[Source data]
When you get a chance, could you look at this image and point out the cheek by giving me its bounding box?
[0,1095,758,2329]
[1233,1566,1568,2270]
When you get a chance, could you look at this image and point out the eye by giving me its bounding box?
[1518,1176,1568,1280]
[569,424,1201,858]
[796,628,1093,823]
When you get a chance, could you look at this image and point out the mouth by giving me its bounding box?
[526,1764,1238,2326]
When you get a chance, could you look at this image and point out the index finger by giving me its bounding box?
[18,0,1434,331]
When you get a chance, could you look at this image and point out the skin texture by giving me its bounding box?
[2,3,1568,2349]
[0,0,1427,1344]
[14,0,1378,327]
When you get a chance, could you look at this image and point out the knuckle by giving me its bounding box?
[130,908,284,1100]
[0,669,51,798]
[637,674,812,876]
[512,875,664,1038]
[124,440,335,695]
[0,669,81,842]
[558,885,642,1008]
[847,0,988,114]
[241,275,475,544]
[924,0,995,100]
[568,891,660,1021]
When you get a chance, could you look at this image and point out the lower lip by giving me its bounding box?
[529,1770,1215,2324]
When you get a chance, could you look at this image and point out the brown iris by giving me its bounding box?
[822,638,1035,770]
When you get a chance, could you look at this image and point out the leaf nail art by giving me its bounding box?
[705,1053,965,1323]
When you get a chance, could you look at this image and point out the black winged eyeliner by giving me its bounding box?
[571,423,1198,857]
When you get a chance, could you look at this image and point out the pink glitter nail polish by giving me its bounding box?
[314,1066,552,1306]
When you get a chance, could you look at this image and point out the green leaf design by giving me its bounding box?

About this task >> The records must each be output verbatim, with nothing left out.

Response to this task >>
When you get a chance, could you look at this image and point out the cheek by giving me its bounding box?
[0,1095,758,2329]
[1233,1566,1568,2270]
When you get a chance, could you look at this image and point out the eye by giving me its bounding box?
[1518,1176,1568,1280]
[569,424,1201,858]
[796,628,1093,823]
When you get a chance, could you look at this image and point out the mouth by giving me its bounding box?
[526,1764,1238,2326]
When you get a chance, could you look at this image and point out the index finger by giving me its bounding box?
[18,0,1434,331]
When you get a chance, could you look at this image and point out the skin texture by giving me its bounding box?
[2,3,1568,2349]
[0,0,1427,1344]
[14,0,1378,327]
When you get a chance, could you look at this image and point out the knuckle by giving me its bounding box?
[130,908,284,1100]
[0,669,51,798]
[637,674,812,876]
[512,875,664,1038]
[124,440,335,695]
[0,669,81,842]
[558,885,642,1008]
[847,0,988,114]
[241,275,475,544]
[924,0,995,100]
[568,891,660,1021]
When you get a chance, could you look at this image and point out the lower lip by giving me its bounding box?
[529,1770,1215,2324]
When you get a chance, could you look at this image and point out the brown iris by giving me its bounding box?
[822,638,1035,770]
When you get a chance, could you look at this image and point out the leaf nail art by giving me its bounding box?
[705,1053,965,1323]
When you get a chance, could you look at this image and point out the black winged eyeliner by giving me its bounding box?
[571,423,1198,857]
When you get a chance, could you look at this image and point out the pink glitter nail polish by giving me its bounding box?
[314,1066,552,1306]
When you get a chance, could you look at this image and point out the green leaf design by giving me its bounding box?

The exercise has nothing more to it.